## EXERCISE GOAL
Please return each line in the rows below that contains the string "fabric". Case counts.
----- DATASET RECORDS
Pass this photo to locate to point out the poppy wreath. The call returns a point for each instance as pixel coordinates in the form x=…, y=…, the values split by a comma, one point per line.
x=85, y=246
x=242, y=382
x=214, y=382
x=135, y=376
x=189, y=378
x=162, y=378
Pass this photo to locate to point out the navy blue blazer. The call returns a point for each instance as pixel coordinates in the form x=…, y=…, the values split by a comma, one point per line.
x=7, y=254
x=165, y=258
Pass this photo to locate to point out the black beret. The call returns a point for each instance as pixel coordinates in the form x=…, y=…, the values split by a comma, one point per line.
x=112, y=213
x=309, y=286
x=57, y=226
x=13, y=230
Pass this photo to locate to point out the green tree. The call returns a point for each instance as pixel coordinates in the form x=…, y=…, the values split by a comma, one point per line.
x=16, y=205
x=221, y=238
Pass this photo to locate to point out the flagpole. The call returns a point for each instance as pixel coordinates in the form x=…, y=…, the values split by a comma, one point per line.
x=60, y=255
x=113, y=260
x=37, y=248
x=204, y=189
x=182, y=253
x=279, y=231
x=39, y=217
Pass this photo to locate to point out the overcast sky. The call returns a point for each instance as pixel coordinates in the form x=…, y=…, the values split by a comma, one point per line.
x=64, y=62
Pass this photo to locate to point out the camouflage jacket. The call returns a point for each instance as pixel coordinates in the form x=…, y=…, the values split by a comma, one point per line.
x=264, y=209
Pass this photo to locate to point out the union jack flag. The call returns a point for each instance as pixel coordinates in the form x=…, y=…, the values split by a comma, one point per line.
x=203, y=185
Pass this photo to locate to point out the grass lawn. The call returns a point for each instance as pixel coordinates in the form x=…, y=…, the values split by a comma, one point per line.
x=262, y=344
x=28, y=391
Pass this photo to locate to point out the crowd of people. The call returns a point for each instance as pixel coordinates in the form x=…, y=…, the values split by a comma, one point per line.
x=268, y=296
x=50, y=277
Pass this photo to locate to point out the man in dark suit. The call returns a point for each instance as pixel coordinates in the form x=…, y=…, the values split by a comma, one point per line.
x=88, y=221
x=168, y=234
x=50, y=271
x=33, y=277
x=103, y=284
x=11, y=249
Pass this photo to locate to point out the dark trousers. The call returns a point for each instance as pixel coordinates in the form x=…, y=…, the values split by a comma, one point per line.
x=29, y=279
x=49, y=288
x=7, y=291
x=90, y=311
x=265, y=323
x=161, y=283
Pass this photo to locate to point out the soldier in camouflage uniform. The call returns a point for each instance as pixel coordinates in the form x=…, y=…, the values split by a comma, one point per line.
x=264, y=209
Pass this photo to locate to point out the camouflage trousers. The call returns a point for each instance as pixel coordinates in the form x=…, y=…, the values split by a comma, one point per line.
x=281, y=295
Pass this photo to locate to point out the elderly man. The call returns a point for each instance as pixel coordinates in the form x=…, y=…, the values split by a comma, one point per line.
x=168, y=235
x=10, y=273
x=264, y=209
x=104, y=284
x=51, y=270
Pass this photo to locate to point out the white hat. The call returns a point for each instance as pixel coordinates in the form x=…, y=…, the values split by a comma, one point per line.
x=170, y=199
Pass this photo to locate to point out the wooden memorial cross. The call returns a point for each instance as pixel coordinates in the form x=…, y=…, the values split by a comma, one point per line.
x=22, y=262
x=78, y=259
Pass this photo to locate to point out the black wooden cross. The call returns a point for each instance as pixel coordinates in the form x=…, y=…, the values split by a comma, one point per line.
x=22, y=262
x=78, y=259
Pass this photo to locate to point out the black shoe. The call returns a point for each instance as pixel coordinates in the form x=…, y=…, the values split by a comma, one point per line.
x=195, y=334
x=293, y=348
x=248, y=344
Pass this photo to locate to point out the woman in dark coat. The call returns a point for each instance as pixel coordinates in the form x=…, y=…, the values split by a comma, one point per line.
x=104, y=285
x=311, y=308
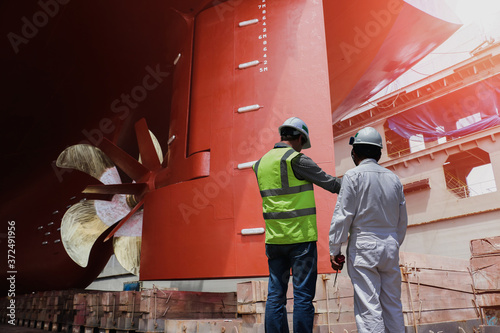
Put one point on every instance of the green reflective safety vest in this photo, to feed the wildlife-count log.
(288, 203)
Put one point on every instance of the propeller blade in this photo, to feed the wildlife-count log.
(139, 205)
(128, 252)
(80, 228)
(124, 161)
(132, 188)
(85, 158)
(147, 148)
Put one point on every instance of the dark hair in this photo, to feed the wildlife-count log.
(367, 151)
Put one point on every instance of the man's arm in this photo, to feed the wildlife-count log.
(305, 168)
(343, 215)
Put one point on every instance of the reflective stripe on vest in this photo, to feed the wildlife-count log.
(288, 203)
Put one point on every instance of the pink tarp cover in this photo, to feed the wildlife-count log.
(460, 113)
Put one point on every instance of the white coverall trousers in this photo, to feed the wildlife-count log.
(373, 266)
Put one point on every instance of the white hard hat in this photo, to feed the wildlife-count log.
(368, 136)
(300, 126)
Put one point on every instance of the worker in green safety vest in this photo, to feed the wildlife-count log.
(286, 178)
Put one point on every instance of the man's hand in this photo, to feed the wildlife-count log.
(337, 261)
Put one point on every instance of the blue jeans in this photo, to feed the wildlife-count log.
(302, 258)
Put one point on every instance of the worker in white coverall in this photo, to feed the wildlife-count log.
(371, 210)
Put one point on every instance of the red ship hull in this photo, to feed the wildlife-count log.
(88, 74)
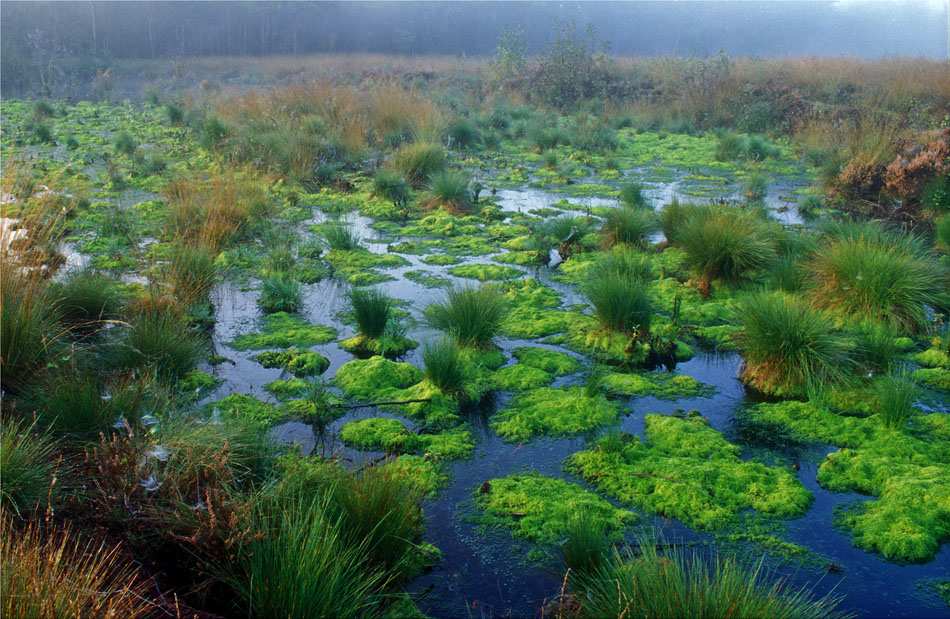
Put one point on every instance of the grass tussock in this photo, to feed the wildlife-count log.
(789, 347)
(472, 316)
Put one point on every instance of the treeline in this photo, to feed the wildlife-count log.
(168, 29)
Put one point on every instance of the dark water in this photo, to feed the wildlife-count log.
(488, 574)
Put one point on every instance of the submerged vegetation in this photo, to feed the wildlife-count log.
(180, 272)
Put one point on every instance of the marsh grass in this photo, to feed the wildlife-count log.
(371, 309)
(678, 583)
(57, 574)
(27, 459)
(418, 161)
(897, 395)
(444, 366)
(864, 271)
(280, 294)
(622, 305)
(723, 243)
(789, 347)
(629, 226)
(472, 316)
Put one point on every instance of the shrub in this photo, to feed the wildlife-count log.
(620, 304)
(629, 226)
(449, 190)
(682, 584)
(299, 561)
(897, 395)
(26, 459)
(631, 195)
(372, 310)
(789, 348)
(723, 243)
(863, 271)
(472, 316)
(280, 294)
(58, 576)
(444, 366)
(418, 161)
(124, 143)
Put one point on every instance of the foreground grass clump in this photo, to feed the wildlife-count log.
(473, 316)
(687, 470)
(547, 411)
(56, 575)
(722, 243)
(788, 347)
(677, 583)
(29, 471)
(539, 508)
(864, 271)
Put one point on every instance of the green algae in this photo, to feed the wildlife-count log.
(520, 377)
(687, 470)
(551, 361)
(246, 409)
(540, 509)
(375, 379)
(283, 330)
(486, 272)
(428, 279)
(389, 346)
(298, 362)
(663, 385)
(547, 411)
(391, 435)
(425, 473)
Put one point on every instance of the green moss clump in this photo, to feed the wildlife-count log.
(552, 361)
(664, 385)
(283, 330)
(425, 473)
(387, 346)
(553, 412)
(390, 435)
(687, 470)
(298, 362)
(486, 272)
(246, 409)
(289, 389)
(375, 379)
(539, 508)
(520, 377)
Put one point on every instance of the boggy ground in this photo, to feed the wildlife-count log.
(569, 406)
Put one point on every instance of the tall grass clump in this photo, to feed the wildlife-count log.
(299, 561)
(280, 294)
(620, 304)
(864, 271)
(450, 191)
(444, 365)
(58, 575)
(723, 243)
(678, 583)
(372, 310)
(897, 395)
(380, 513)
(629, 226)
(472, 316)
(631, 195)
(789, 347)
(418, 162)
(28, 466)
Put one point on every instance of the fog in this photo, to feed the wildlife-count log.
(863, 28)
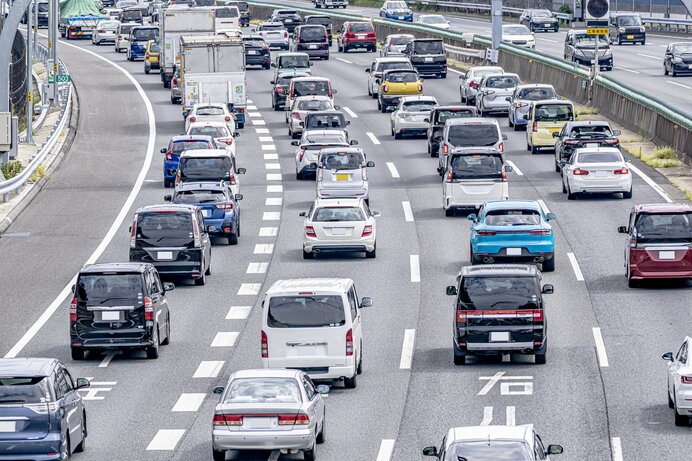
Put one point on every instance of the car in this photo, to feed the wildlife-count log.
----------
----- DATASET RECORDS
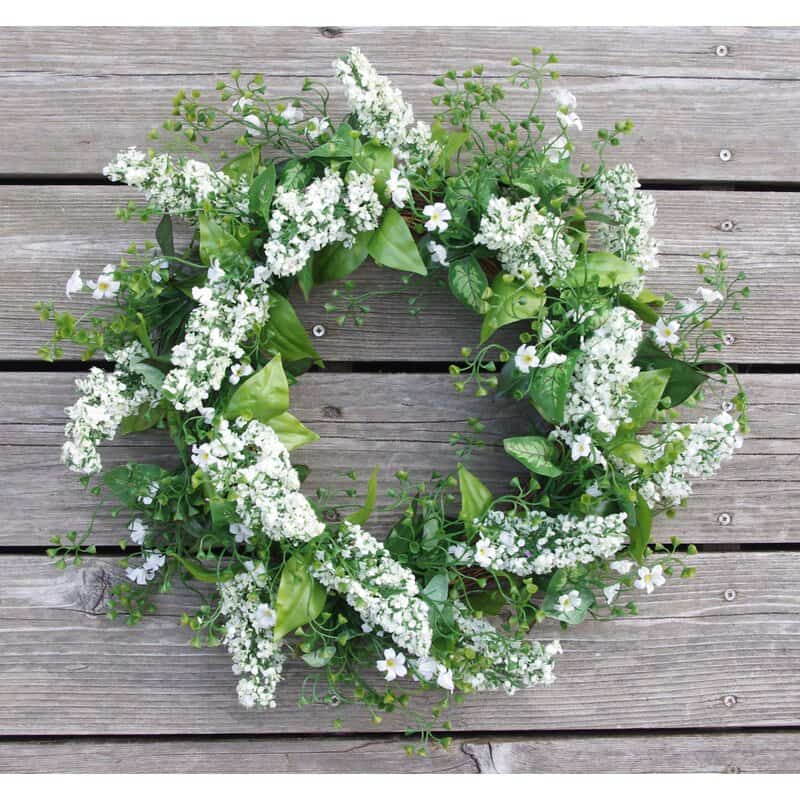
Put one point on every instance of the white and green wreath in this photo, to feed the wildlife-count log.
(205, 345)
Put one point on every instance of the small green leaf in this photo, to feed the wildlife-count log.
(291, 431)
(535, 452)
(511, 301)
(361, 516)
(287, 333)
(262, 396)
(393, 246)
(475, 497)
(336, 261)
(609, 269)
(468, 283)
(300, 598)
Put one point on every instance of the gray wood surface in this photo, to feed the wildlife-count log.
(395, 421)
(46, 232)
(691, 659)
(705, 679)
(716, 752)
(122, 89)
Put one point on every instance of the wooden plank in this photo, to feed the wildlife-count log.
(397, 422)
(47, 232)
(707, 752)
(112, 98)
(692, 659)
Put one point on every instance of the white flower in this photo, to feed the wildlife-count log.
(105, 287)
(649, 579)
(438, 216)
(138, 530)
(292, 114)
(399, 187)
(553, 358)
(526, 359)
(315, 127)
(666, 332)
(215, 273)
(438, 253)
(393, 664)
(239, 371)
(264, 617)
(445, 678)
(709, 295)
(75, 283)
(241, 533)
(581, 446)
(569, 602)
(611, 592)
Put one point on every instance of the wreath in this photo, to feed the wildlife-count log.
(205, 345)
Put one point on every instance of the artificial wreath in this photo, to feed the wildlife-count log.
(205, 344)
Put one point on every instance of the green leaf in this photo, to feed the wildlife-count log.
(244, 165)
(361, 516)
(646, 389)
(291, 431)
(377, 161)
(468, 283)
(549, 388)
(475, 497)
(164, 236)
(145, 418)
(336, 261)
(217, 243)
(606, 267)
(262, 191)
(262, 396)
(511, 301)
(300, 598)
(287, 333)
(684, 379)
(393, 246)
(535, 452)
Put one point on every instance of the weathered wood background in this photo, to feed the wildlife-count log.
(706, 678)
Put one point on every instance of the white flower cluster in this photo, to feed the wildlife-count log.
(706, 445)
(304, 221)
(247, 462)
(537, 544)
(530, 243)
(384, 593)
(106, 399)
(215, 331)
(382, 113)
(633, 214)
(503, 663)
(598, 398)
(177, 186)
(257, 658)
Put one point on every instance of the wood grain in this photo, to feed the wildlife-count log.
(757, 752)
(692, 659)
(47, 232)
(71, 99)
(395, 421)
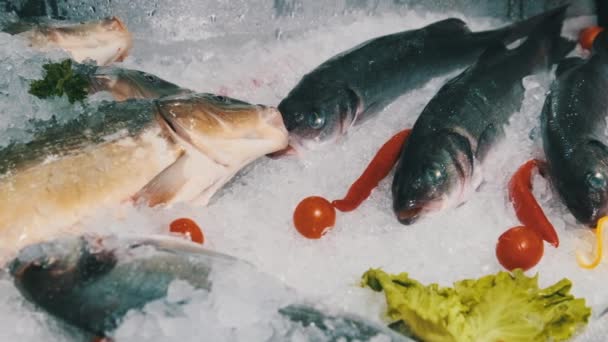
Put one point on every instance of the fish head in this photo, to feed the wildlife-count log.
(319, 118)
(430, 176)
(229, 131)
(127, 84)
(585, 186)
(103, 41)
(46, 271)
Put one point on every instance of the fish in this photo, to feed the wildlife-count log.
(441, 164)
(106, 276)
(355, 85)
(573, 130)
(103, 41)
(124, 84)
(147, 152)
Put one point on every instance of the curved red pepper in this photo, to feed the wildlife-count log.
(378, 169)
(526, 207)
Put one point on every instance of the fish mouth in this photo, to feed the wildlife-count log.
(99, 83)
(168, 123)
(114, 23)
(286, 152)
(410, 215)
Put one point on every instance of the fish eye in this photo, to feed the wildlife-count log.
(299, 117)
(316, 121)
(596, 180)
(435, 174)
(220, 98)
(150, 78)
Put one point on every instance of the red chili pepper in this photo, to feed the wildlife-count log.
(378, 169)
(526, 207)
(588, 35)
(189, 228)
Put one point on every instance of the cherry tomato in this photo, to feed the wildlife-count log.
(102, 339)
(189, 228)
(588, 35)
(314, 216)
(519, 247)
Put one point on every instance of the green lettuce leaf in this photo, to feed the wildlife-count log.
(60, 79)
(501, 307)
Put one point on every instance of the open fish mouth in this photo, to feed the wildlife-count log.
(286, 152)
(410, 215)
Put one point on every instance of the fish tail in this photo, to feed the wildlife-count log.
----------
----- DATASET RECORDS
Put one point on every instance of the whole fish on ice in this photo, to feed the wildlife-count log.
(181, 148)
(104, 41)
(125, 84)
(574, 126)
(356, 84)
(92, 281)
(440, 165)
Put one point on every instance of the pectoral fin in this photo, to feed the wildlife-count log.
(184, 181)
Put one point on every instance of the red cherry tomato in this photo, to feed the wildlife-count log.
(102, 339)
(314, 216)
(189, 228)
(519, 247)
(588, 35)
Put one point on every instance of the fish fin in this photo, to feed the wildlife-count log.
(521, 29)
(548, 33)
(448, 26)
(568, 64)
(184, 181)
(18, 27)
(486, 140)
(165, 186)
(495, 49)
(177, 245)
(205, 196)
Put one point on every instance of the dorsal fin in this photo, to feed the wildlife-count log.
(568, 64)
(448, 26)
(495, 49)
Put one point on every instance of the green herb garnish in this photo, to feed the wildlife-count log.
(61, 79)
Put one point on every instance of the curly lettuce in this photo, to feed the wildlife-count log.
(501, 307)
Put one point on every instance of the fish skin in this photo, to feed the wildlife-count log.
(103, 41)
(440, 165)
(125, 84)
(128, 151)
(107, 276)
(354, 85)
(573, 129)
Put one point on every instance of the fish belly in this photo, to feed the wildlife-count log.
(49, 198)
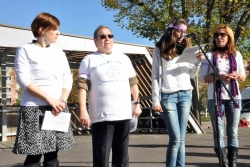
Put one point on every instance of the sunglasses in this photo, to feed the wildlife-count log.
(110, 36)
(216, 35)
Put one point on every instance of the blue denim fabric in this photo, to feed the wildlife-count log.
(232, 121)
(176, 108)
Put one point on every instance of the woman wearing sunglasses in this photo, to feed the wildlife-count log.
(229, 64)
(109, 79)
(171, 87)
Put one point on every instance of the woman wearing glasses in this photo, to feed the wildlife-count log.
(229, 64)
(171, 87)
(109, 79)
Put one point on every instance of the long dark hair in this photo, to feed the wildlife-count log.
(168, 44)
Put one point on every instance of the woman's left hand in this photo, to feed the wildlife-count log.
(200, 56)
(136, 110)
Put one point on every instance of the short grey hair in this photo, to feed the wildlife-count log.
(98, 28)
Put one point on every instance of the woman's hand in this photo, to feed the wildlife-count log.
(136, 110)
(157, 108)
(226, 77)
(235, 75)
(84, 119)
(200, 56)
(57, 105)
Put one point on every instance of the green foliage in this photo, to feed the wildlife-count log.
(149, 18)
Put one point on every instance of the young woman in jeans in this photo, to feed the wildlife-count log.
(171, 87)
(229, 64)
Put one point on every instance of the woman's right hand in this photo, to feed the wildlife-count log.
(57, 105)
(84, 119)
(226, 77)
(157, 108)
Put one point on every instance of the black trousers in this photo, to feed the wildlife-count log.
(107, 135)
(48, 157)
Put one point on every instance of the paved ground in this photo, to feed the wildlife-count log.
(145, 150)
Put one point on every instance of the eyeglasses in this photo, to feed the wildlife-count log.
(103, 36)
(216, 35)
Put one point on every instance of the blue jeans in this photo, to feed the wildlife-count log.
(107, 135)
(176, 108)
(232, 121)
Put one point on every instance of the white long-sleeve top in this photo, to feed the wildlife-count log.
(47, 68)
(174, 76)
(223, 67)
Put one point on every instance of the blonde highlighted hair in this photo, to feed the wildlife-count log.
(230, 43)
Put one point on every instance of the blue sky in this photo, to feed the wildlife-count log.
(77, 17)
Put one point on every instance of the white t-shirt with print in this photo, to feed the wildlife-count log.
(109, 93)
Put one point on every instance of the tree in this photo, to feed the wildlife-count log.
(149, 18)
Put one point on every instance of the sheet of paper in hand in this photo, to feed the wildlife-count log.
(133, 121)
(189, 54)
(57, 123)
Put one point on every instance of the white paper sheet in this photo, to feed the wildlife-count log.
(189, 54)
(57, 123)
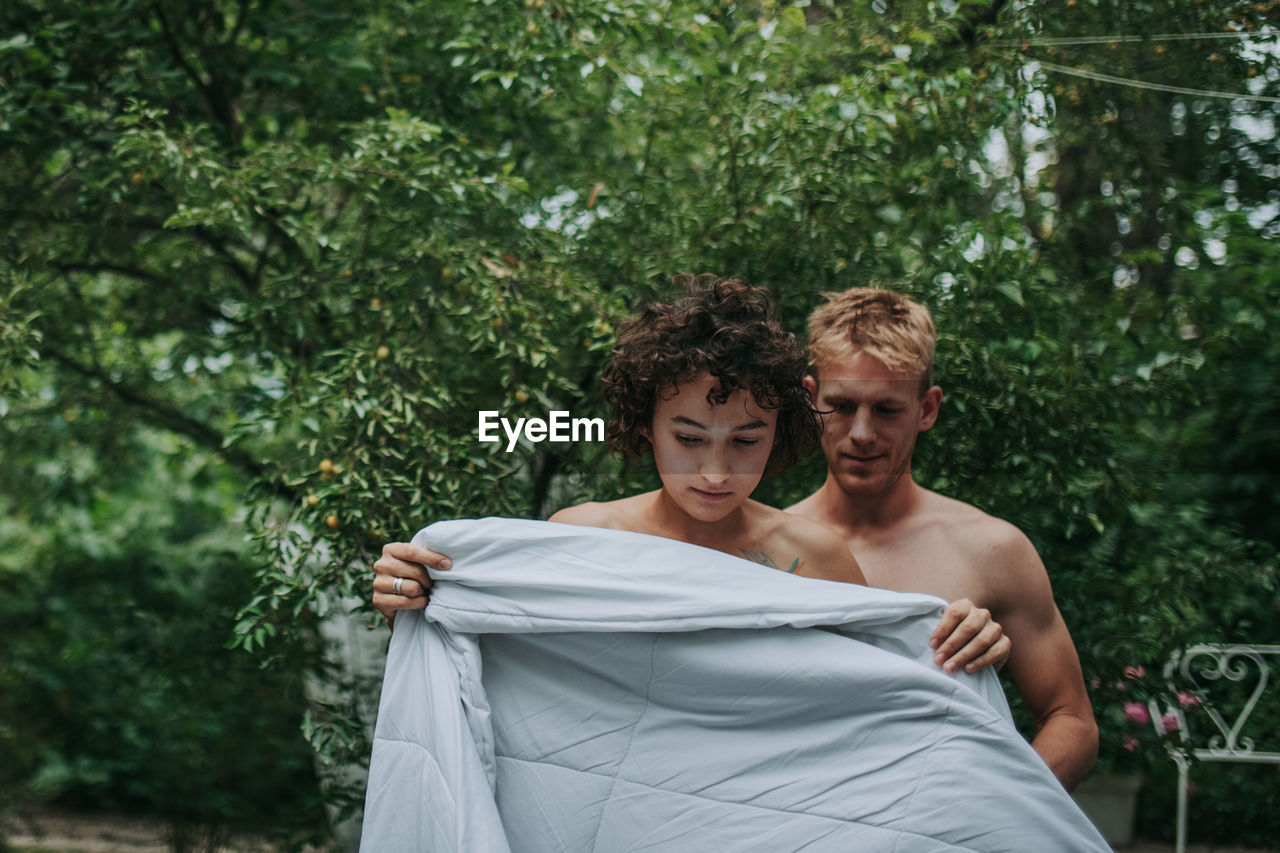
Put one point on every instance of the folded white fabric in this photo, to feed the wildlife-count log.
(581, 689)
----------
## EXPECTED OUTPUT
Put one point on every instance of the blue denim fabric in this photo, to feed the wildlife-count log.
Put one point on every instance of the folded white fabric in this photo, to feed the wildlife-count log.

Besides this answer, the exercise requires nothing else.